WHAT THE EXERCISE ASKS:
In the material below, starting with the line that contains "Please place a point on the white building" and going on through the end, write out every line again with each coordinate value shifted by -83. Leave the rest of each line unchanged.

STORED DATA start

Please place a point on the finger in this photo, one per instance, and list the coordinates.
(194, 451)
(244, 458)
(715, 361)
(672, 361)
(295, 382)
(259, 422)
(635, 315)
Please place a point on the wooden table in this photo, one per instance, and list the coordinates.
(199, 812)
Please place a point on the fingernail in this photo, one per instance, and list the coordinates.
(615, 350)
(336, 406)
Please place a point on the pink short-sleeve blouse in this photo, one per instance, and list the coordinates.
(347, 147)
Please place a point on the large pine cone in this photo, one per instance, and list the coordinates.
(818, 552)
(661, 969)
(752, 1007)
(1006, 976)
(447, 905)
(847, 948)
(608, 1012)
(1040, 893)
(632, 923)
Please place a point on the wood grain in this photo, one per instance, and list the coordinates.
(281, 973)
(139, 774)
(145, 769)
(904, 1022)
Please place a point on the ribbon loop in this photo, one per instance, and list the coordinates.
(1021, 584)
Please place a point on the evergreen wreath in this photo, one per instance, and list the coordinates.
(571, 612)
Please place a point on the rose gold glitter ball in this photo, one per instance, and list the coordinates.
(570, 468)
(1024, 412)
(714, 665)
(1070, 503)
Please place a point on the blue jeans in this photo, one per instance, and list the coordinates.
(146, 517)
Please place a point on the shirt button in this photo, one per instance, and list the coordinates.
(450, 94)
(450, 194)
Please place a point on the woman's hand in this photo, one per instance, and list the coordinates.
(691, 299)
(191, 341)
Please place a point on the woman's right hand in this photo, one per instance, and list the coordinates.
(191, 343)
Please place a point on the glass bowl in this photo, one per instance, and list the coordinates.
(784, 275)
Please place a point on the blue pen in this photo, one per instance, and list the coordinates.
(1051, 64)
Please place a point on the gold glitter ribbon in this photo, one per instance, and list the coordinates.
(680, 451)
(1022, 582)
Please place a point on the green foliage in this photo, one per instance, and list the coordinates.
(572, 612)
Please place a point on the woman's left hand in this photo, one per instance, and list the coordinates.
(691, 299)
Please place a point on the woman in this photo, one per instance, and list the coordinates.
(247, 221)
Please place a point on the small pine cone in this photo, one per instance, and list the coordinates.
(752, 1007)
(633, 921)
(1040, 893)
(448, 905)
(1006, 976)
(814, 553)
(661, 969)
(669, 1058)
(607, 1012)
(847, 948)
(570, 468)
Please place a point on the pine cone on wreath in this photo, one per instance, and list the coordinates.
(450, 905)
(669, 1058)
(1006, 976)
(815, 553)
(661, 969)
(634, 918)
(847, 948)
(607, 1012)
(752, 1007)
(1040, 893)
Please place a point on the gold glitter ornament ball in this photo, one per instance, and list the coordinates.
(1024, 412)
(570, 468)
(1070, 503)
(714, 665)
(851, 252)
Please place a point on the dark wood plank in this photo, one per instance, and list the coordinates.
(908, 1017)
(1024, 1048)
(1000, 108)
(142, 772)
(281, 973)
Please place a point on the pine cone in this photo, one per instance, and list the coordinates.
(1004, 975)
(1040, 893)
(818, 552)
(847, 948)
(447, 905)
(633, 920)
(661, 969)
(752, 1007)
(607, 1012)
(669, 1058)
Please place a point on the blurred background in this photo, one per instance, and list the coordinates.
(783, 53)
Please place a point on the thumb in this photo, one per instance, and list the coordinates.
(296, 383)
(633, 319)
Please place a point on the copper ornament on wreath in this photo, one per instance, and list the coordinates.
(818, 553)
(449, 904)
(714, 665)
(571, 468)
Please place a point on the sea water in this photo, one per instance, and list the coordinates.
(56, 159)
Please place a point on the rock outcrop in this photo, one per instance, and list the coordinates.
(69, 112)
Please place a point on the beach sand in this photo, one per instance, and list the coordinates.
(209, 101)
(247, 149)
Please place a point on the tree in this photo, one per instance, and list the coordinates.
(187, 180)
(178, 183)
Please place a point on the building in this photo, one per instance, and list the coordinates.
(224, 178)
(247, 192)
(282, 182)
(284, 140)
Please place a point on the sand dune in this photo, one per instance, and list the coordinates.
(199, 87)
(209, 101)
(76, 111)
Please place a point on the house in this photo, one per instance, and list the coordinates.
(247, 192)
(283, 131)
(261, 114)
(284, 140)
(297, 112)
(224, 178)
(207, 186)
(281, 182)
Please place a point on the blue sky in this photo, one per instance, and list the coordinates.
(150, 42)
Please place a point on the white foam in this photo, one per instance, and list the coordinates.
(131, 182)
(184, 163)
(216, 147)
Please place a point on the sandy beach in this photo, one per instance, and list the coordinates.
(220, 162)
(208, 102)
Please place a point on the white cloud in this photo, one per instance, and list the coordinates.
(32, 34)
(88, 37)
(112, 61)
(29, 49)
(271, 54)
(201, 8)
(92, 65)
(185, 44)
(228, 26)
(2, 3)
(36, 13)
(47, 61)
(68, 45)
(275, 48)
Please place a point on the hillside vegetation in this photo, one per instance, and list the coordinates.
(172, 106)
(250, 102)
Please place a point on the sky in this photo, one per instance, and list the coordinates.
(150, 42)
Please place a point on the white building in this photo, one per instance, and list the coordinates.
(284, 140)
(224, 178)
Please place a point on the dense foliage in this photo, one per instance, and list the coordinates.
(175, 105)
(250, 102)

STORED DATA end

IN RESPONSE:
Please place a point on the white building in this photo, one per instance, and list the coordinates.
(201, 57)
(141, 95)
Please place a point on the dense foliage in this photo, one per instance, and list the coordinates.
(92, 22)
(167, 19)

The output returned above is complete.